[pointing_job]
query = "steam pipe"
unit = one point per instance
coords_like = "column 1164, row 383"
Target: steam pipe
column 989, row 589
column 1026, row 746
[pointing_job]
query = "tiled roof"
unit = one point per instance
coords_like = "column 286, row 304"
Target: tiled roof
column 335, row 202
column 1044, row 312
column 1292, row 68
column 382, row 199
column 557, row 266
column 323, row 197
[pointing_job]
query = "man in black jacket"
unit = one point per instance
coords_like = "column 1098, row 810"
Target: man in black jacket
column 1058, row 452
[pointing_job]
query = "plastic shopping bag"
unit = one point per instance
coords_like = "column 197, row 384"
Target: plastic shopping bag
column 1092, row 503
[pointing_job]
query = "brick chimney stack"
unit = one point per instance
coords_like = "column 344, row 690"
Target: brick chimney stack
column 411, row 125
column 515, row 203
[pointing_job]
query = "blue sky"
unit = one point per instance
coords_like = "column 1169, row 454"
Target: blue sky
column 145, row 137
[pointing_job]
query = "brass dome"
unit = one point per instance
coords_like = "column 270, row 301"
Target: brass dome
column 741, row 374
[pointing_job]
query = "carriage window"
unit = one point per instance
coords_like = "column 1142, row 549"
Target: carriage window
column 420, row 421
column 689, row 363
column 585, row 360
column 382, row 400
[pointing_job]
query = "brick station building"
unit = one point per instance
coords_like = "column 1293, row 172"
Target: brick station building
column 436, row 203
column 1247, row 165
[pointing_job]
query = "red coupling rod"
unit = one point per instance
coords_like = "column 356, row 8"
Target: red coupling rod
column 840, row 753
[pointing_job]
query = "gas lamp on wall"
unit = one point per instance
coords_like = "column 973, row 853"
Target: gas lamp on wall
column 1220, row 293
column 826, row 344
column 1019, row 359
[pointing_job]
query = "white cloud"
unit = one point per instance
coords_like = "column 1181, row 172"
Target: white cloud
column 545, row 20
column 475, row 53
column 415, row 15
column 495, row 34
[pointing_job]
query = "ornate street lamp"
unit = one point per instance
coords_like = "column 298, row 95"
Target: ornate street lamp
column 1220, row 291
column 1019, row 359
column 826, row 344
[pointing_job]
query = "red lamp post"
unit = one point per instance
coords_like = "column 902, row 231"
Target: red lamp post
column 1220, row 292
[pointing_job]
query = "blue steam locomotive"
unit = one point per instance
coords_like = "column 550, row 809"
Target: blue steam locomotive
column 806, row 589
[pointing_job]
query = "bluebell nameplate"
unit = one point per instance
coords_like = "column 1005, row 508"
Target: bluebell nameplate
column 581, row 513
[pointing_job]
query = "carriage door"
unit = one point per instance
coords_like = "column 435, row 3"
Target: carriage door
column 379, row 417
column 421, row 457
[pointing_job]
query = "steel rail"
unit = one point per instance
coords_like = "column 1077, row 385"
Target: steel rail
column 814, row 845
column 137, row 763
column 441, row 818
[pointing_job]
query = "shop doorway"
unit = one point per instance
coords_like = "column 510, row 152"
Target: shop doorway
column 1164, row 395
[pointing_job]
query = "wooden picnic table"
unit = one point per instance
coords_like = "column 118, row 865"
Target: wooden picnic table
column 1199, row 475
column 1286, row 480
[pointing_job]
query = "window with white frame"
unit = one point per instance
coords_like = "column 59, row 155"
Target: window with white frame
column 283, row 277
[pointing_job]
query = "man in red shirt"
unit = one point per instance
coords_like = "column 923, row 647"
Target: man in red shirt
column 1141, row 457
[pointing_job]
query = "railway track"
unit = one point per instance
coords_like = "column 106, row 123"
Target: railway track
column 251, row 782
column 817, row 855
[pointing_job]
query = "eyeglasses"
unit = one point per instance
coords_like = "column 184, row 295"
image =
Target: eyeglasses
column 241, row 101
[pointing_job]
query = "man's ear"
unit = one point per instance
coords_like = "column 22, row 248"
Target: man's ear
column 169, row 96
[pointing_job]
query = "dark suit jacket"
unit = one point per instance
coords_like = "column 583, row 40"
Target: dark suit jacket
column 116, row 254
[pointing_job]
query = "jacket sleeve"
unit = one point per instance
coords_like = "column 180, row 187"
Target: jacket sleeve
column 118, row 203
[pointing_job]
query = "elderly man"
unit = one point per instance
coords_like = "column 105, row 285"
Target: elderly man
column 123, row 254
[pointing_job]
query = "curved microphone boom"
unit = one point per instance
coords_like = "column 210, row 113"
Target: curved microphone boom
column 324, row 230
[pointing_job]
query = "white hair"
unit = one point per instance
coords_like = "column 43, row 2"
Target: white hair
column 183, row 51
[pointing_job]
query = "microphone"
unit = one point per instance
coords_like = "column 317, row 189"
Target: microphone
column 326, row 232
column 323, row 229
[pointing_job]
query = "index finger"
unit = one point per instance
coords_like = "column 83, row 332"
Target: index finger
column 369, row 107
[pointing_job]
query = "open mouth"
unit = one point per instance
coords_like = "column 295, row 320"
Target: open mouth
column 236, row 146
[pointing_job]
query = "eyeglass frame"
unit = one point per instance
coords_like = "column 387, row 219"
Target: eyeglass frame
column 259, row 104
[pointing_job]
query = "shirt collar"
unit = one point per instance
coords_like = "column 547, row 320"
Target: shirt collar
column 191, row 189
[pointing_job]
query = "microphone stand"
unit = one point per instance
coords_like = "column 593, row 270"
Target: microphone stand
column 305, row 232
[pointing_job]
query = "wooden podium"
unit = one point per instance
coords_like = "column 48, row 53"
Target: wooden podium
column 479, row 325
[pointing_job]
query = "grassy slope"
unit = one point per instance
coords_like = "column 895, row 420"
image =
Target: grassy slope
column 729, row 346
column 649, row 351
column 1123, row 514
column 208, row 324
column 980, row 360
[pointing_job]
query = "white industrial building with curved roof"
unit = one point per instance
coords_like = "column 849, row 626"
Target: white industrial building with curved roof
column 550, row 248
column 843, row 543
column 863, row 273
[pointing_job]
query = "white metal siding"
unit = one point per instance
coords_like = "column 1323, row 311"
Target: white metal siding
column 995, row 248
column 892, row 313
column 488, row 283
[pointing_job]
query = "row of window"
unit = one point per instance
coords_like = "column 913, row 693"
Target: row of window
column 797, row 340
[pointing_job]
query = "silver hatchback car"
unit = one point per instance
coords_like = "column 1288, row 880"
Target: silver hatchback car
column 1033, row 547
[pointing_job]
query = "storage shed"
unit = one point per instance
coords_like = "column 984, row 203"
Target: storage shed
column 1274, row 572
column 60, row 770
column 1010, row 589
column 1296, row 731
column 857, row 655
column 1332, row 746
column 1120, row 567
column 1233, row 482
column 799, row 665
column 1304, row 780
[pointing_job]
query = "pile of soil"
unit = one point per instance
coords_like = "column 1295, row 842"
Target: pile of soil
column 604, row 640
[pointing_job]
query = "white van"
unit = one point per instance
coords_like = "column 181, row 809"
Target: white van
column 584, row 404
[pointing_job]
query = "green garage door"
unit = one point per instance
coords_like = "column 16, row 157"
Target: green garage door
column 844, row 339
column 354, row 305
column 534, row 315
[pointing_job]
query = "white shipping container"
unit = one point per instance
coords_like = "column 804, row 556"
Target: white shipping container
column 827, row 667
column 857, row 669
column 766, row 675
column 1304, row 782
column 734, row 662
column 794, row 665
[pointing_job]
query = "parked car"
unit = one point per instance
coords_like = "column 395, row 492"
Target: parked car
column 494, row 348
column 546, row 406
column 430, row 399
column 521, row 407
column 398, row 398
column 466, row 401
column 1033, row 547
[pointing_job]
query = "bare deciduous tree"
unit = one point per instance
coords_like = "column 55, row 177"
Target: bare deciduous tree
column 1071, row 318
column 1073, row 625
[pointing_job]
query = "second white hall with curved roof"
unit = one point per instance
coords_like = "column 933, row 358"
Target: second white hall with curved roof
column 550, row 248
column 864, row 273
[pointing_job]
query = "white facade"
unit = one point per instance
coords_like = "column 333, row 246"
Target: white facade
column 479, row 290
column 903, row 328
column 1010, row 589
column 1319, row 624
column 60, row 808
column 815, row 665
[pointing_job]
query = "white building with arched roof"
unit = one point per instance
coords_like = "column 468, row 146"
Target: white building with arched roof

================

Problem requirements: Please reproduce the data above, starting from its first line and ending after the line that contains "column 323, row 197".

Task result:
[pointing_job]
query = "steam pipe"
unit = one point per instance
coords_like = "column 1164, row 383"
Target: steam pipe
column 989, row 589
column 1026, row 746
[pointing_job]
query = "tiled roof"
unit = one point per instance
coords_like = "column 286, row 304"
Target: tiled roof
column 335, row 202
column 1044, row 312
column 1292, row 68
column 382, row 199
column 557, row 266
column 323, row 197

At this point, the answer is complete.